Where the listing below has a line containing "Phrase: grasshopper's hind leg", output that line and all lines after it, verbatim, and no others.

___ Provided records ___

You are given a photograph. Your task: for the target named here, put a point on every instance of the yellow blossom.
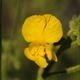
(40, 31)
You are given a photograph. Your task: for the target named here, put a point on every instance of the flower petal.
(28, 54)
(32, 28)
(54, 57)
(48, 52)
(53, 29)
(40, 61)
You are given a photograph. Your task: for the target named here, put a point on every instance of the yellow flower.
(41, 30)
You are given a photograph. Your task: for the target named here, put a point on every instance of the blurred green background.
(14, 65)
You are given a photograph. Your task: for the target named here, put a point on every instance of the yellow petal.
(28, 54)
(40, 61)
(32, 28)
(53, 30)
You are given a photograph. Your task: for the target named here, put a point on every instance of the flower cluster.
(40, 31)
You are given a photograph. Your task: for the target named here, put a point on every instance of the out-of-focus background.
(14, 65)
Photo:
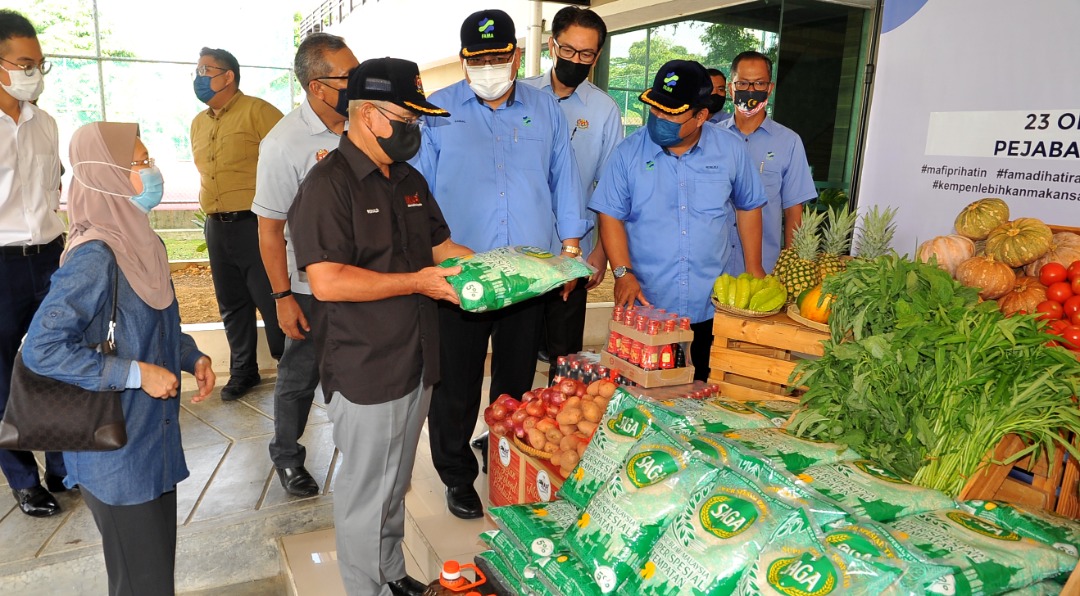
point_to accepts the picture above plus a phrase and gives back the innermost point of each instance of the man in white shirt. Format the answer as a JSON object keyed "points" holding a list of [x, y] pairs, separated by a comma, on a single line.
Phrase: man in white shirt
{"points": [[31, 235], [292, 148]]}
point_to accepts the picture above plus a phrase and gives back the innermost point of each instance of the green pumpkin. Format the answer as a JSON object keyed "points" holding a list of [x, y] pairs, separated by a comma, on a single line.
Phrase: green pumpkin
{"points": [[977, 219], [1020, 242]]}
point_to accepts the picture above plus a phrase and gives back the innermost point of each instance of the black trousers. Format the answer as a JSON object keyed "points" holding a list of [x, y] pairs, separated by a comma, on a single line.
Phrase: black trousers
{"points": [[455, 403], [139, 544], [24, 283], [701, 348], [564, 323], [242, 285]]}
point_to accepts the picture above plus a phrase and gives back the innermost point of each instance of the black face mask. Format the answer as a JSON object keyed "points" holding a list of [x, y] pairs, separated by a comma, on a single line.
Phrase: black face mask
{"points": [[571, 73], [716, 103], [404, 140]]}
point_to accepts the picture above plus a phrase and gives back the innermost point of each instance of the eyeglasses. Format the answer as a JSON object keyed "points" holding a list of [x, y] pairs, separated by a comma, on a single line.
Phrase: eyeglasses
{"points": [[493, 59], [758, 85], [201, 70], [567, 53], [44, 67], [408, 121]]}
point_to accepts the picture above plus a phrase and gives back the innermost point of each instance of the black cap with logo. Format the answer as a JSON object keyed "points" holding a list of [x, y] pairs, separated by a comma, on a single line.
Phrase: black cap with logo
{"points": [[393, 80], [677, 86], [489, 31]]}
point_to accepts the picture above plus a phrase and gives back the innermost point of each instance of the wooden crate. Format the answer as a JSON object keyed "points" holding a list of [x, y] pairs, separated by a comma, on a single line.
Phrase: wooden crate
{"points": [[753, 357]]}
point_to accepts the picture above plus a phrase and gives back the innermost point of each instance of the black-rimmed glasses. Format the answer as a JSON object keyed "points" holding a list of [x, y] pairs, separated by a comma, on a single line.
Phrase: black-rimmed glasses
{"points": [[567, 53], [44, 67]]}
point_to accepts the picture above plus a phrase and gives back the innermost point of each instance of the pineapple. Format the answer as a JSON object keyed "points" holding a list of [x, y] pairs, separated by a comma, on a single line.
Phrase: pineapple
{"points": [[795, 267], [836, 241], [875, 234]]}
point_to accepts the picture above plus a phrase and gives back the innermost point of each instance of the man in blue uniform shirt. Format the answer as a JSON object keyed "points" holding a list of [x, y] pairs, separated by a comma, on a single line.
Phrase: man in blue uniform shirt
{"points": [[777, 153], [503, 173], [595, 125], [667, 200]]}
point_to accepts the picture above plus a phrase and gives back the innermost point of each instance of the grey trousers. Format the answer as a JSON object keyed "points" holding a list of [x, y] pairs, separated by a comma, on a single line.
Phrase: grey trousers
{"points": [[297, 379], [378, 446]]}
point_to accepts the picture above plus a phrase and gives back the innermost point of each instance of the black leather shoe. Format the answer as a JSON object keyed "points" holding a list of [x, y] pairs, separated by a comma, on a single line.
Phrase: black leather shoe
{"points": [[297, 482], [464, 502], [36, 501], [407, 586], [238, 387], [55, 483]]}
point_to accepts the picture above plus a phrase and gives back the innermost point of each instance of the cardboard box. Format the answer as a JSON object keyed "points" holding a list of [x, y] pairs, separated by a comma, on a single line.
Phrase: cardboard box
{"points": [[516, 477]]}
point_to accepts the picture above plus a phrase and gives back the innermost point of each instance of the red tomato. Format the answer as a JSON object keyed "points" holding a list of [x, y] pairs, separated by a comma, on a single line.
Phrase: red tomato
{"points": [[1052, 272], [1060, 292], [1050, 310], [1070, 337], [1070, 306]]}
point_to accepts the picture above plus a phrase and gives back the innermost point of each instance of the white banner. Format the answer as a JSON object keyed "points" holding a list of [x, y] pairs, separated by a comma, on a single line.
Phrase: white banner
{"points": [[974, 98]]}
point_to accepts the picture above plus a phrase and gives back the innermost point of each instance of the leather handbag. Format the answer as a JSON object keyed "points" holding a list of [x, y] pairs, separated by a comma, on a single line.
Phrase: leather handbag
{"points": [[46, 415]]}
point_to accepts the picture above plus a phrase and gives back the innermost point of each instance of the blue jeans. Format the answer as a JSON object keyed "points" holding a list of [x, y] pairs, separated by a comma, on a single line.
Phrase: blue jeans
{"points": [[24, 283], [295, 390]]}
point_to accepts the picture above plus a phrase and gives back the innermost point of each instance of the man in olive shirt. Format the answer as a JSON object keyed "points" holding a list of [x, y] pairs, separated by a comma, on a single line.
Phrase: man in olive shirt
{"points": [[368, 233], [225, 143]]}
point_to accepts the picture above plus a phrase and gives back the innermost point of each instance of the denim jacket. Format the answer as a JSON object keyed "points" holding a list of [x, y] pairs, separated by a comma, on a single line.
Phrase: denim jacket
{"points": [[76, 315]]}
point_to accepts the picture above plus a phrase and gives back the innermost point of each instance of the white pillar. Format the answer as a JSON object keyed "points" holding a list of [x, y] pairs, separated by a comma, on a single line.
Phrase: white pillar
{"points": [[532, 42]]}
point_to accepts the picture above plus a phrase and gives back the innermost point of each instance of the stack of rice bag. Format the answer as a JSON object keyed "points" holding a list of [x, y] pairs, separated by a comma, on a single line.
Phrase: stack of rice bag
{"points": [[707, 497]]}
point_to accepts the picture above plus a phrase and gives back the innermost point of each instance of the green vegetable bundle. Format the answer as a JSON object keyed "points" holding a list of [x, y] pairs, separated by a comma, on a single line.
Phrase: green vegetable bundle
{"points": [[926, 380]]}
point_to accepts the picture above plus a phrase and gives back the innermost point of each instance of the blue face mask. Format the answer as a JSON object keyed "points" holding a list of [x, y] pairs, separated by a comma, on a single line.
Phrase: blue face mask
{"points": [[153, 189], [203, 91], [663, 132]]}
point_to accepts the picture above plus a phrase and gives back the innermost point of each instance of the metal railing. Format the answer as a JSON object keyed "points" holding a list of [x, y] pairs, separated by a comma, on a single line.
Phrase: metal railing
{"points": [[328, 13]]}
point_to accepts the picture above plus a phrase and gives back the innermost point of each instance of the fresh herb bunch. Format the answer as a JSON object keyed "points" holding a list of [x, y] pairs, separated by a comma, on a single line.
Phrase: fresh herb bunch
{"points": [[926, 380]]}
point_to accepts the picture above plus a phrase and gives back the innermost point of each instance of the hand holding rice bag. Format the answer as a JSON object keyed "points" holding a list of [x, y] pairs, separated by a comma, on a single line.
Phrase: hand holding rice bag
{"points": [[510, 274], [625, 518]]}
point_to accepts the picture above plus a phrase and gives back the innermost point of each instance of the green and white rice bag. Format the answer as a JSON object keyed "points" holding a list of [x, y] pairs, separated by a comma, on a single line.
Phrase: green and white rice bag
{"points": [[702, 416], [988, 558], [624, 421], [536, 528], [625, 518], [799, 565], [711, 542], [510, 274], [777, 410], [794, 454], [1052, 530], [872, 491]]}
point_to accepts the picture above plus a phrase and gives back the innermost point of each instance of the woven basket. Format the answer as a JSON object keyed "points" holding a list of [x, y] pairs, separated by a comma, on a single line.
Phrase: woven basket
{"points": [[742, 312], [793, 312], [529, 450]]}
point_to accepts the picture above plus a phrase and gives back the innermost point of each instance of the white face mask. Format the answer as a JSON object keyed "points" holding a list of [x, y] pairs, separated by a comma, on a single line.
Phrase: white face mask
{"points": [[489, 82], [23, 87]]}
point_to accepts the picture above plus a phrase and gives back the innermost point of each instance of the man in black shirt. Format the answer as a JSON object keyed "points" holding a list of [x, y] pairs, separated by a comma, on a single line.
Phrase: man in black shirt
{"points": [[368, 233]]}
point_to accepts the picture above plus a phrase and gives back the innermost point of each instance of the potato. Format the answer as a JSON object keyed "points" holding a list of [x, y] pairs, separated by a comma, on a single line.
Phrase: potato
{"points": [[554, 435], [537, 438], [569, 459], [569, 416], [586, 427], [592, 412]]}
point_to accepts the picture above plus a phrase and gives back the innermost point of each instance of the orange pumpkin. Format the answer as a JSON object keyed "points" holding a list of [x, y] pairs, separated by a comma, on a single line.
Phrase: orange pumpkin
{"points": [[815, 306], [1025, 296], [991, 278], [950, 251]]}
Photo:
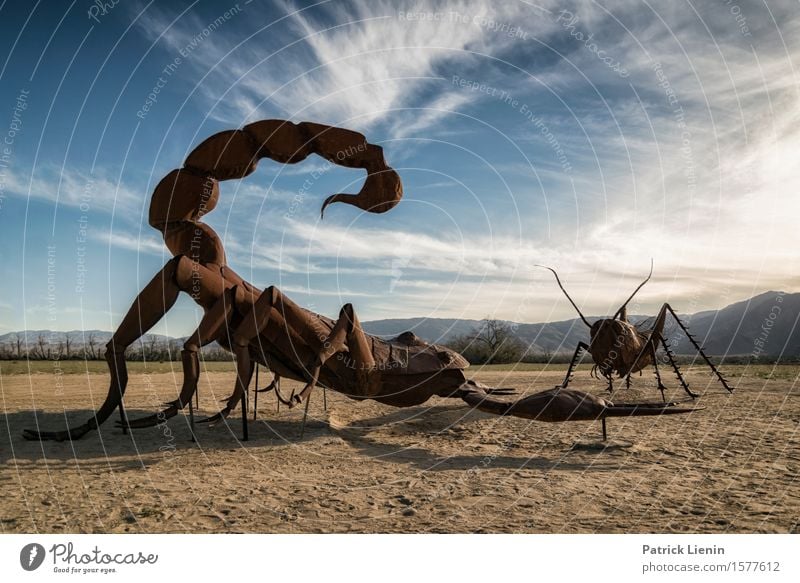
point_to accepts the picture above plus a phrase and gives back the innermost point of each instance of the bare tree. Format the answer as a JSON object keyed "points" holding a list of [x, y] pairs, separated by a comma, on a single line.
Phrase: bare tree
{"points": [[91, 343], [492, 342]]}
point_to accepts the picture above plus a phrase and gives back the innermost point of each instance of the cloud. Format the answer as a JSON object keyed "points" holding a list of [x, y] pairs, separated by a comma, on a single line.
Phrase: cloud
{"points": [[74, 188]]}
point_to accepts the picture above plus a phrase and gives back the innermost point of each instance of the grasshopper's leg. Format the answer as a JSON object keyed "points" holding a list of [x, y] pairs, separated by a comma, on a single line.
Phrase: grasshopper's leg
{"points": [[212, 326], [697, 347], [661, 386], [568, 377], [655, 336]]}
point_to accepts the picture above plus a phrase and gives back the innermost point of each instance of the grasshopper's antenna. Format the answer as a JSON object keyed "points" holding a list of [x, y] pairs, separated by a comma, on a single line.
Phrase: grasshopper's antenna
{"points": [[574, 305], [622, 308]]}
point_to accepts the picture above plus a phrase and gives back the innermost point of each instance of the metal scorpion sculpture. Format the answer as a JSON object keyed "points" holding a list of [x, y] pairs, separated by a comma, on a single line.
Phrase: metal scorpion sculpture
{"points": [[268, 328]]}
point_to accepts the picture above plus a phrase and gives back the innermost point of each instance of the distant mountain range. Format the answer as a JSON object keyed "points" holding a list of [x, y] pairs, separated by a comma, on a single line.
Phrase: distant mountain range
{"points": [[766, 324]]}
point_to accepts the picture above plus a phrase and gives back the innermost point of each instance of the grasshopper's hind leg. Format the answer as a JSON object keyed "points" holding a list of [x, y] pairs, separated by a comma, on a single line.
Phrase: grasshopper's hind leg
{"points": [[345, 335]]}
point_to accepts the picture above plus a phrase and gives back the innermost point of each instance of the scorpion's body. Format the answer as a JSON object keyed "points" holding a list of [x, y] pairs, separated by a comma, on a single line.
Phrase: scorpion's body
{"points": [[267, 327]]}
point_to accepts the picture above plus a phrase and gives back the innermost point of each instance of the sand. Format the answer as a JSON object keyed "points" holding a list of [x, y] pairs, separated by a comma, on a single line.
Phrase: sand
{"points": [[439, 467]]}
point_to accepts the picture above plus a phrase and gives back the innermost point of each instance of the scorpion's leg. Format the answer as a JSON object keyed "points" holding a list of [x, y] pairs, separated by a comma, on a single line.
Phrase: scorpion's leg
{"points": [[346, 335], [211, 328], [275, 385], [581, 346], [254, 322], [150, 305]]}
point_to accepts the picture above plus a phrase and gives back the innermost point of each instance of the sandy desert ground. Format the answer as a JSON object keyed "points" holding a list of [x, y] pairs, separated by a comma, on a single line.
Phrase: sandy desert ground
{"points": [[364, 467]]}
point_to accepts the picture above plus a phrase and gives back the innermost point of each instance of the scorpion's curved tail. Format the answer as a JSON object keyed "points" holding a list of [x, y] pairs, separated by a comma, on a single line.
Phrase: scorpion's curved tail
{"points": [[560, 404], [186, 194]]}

___

Solution to the exercise
Phrase: grasshopper's hind leg
{"points": [[345, 335]]}
point_to accepts the picture above plus a phrase and gives back the innermost point of each instance of the scorpion's body. Format the answer as a JSON object keyed "points" holding a list of [x, y] pairs, separated by a comma, on a single line.
Phrase: scorpion's body
{"points": [[267, 327]]}
point_to accepts the picture above plus a phrase and gives back the innermost point of each instance of the sand. Format the answer as a JSON object keyed "points" holding a list of [x, y] pairs, separated by a comma, on a single line.
Phrase: sand
{"points": [[439, 467]]}
point_to accepts the picture above plus a phrase and gives back the innermost point of each instance of the scorpion's leg. Format the answer as a JSON object keyed "points" holding a list of [x, y] pairs, separated by a comma, on a single line.
Phrase: scorpion's leg
{"points": [[346, 335], [211, 328], [275, 385], [581, 346], [254, 322], [150, 305]]}
point_to accepts the picture above plus a phrase and gives back the innermost point of each instance of the sandy desert ground. Format the answer as a JSON object keyed "points" holding a list of [x, y] pairs, separated by a comma, on a single line.
Phrase: sandy desert ground
{"points": [[364, 467]]}
point_to accepts the picture above plus a phrase and gives back the innermost point of each instance of the scorpion's curved tail. Format the answer as a JSON object keyed "points" holding a list of [x, y] pairs, separated by a comma, on a single line.
Phrase: scorpion's curved tail
{"points": [[560, 404], [186, 194]]}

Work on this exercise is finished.